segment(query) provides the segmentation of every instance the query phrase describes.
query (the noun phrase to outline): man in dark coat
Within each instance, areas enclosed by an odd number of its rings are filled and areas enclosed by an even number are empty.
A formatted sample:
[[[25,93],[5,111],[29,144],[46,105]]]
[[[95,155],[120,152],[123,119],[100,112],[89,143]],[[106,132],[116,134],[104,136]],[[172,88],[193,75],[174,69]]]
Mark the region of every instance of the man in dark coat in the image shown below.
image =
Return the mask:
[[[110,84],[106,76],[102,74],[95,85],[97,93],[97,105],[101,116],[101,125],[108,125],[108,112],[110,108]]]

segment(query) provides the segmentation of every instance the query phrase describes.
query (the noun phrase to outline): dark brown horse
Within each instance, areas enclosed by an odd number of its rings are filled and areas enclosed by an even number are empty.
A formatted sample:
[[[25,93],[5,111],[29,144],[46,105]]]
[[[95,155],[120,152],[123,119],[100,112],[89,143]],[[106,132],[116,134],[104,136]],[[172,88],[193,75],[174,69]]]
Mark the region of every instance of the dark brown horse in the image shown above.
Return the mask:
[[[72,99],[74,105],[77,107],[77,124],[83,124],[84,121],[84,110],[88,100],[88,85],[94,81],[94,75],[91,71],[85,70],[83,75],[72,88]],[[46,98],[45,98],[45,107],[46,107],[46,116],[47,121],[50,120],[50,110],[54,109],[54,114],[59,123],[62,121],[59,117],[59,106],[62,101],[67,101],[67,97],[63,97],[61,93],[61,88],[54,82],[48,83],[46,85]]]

● **EXERCISE AIM**:
Pull out every line in the data above where the word "noun" appears, and copy each one in full.

● **TASK ANSWER**:
query (the noun phrase to outline): man in dark coat
query (the noun phrase to outline): dark brown horse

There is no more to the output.